# INSTRUCTIONS TO FOLLOW
Copy out every line below that contains the string "leopard". Case counts.

Part of a data file
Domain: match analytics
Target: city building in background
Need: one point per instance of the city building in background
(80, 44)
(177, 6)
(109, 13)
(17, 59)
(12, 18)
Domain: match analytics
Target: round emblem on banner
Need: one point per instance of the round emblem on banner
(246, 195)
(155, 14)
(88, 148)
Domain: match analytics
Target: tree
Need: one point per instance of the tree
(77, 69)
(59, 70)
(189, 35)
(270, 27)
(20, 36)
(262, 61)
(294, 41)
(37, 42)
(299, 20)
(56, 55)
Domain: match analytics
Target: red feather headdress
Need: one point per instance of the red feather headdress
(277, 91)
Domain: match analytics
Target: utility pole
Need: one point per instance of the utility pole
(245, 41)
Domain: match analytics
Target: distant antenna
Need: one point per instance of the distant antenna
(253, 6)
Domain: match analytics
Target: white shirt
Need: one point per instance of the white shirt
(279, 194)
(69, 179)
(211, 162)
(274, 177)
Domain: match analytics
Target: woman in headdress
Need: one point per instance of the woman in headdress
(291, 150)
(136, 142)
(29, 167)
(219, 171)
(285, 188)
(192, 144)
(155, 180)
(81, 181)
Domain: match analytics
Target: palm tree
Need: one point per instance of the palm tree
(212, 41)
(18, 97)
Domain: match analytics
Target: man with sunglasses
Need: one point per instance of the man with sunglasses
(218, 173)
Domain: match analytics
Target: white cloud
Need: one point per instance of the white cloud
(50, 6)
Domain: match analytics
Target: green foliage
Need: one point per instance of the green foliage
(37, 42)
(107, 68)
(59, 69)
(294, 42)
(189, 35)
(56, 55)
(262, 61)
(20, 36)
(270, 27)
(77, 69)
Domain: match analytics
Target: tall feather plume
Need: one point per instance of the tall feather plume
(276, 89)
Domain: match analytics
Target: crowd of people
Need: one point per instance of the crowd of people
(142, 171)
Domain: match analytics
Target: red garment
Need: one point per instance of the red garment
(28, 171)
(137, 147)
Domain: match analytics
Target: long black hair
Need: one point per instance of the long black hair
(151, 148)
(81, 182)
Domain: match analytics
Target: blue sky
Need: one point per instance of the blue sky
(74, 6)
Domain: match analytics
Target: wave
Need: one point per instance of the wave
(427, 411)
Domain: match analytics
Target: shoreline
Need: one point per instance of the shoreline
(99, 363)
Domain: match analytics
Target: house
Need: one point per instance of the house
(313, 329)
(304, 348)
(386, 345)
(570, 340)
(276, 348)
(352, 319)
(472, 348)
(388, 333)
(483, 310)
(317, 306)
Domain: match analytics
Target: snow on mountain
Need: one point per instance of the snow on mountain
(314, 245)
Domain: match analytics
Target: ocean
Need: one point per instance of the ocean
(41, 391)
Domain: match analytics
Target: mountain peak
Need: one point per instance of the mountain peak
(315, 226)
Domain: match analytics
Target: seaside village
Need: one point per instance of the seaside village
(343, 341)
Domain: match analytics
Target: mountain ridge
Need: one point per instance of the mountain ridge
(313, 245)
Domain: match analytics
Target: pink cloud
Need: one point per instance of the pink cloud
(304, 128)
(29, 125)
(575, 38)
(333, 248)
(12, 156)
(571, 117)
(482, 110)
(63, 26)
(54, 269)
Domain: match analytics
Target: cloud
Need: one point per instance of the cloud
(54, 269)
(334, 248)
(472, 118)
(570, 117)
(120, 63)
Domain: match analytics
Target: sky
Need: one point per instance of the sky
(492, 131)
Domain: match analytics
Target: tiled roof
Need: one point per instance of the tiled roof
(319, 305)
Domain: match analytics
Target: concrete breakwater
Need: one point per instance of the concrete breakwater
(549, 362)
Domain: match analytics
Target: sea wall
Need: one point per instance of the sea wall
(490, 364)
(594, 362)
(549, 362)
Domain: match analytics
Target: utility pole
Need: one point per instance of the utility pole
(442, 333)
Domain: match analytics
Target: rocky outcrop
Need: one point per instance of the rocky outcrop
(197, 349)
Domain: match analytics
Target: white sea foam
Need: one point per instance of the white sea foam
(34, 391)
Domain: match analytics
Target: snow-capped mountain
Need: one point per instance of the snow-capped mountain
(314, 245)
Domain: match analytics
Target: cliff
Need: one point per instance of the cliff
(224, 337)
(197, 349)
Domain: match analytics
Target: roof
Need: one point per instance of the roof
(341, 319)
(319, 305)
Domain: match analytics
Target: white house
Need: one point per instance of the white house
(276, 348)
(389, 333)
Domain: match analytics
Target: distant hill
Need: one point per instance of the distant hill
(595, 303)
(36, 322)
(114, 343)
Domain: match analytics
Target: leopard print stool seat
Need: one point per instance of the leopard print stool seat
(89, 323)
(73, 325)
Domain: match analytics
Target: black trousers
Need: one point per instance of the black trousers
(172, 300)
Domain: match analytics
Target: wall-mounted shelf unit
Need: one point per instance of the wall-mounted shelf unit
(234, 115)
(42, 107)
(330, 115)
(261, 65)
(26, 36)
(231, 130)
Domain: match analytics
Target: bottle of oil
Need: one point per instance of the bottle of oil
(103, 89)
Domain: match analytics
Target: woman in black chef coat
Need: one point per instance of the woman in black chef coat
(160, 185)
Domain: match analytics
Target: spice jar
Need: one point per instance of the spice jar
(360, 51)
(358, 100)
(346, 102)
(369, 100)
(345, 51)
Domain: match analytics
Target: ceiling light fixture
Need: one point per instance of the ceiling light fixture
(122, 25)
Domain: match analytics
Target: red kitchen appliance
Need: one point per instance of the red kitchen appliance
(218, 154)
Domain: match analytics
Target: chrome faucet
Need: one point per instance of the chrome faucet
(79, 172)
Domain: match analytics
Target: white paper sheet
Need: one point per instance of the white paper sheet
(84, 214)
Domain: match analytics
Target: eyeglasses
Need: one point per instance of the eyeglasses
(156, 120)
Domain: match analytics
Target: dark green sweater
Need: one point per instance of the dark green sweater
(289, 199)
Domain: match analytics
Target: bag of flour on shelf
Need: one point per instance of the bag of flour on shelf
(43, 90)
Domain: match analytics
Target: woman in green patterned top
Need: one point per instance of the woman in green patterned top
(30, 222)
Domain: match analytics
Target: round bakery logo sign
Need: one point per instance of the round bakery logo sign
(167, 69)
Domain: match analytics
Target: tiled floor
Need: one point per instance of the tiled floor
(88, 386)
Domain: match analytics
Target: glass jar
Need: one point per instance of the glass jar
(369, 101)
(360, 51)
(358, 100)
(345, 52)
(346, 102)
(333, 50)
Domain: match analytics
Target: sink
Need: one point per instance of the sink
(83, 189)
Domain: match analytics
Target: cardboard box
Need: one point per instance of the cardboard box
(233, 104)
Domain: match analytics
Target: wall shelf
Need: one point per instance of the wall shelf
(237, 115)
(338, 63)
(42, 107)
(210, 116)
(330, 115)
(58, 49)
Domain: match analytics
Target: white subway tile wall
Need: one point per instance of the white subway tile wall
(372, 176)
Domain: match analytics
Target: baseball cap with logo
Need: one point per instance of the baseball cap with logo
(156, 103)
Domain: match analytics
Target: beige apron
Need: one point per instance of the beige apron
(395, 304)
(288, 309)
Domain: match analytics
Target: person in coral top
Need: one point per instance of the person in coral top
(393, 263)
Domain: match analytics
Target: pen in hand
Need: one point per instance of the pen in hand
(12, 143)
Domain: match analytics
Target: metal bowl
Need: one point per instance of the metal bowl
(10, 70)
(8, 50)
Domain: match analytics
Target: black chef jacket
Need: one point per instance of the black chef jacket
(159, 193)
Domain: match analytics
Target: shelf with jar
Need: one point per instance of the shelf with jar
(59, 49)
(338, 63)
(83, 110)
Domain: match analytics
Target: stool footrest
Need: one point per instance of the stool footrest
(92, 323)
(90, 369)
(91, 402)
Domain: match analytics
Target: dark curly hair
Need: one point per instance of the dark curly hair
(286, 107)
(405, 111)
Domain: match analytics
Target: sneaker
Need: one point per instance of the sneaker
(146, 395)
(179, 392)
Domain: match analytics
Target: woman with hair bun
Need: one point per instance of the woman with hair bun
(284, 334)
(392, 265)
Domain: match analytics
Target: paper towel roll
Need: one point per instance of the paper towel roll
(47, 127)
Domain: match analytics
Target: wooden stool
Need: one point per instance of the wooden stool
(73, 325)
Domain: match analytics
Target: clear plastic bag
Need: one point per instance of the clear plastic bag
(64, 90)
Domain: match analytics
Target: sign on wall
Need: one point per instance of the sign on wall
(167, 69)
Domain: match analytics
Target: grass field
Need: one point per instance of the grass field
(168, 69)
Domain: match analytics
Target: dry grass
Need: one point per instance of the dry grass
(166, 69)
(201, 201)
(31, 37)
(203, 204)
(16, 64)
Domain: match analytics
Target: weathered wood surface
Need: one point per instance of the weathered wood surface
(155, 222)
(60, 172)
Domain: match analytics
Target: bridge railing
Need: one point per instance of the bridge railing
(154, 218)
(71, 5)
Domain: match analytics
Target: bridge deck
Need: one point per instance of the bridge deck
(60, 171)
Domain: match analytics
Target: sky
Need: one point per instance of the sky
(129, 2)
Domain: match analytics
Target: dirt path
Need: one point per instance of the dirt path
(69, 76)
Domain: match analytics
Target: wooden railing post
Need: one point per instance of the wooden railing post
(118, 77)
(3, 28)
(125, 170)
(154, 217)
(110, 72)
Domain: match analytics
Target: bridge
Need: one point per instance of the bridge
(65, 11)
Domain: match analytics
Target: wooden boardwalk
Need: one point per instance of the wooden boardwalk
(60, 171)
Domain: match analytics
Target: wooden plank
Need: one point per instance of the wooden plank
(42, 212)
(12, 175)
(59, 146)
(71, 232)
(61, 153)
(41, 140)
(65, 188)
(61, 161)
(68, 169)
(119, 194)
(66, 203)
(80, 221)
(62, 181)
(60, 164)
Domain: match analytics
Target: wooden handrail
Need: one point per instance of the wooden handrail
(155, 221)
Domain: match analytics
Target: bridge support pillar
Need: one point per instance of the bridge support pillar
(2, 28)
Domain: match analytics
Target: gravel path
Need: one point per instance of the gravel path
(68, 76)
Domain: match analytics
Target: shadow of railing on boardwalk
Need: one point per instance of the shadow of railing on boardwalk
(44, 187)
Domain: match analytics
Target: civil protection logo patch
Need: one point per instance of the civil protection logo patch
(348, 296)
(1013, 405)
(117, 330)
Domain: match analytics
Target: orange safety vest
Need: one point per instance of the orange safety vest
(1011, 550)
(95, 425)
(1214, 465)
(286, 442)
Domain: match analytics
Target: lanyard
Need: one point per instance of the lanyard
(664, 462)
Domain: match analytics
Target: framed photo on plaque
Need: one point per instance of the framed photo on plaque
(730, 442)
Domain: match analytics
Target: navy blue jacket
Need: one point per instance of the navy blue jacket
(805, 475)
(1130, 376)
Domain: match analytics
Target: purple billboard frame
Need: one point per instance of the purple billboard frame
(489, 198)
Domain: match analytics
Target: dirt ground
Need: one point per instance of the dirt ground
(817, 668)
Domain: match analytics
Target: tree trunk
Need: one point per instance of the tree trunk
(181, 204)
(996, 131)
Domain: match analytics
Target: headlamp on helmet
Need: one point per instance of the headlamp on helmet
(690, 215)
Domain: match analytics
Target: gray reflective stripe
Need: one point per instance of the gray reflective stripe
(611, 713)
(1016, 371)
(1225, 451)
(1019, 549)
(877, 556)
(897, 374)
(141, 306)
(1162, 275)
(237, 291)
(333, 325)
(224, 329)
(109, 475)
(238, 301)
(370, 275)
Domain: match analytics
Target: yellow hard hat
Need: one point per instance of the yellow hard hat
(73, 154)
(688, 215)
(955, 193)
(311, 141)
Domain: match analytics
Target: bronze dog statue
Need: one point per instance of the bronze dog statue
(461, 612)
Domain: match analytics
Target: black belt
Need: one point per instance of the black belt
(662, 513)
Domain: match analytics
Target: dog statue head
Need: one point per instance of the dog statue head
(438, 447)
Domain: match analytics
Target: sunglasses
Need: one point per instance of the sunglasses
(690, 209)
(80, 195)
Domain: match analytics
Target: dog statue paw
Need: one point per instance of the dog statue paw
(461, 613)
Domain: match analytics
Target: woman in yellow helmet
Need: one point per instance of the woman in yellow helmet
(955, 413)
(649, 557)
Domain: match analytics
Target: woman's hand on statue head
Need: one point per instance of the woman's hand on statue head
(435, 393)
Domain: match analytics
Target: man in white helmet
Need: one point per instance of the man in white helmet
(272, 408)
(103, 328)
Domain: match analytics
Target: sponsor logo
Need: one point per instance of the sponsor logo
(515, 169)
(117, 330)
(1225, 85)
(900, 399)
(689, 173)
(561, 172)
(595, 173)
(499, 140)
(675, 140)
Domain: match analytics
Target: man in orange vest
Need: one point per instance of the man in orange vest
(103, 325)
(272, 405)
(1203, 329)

# WRITTEN REPLY
Target: leopard print stool seat
Need: one point per instance of the leopard print stool seat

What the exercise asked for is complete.